▸ Exercise objective
The answer must be an exact copy of the records, with no pictures in it.

▸ Records shown
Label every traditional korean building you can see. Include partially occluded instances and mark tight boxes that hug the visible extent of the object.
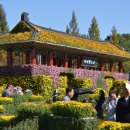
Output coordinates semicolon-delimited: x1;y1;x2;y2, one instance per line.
0;12;130;73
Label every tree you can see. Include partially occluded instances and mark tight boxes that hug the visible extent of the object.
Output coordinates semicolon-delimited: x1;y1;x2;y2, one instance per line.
111;26;119;44
66;25;70;33
66;11;79;35
88;17;100;40
0;4;9;33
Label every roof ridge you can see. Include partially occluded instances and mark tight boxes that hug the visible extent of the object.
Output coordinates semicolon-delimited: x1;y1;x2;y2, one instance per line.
29;22;125;51
29;22;108;43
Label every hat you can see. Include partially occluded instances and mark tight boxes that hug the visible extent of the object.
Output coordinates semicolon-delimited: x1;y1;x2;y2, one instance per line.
125;83;130;90
13;87;17;90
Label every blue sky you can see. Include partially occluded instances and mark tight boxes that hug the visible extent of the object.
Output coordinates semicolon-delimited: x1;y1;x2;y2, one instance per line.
1;0;130;39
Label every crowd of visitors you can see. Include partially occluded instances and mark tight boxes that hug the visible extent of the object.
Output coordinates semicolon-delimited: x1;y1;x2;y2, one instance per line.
2;84;32;97
61;82;130;123
2;82;130;123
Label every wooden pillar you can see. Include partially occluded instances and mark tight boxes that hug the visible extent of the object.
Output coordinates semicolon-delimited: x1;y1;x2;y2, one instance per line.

▸ Response
Label every traditional korean building you can see. Include partially occluded instances and mark tight boxes that hug the visible extent of the object.
Output coordinates semicolon-delimited: x1;y1;x2;y2, one instance per line.
0;12;130;73
Label every tree you can see. Include partially occluded instances and mark tight boxes that hug the visible extent of the object.
Output coordinates semicolon-delimited: x1;y1;x2;y2, one instance per line.
111;26;119;44
66;25;70;33
66;11;79;35
88;17;100;40
0;4;9;33
Label every roof ridge you can see. Include partially occluded instances and mark tight boxes that hug the visible extent of the object.
Output coordinates semicolon-delimited: x1;y1;x2;y2, one instance per line.
29;22;125;51
29;22;108;43
Label every hat you can see. Include partially occluded instances and mark tight boxes that hug the visible extent of the object.
Output coordinates semicolon-delimited: x1;y1;x2;y2, one instance per line.
125;83;130;90
13;87;17;90
Label every blue sky you can see. Include partially occluded instances and mark tight boxes that hug the visible extent of the object.
Output coordinates semicolon-delimited: x1;y1;x2;y2, one instance per line.
1;0;130;39
Label every crowd of visitors you can see. Include partially occluded instances and mark tight boxes that hug the visible extent of the object.
Output coordinates semicolon-delimited: x1;y1;x2;y2, one instance per line.
2;84;32;97
61;82;130;123
2;82;130;123
Label every wooden pillar you can see. Include partially occluded instances and mark tight boxes that hug the visible extent of the object.
Output coordinates semicolon-delimited: x1;y1;x2;y2, one instance per line.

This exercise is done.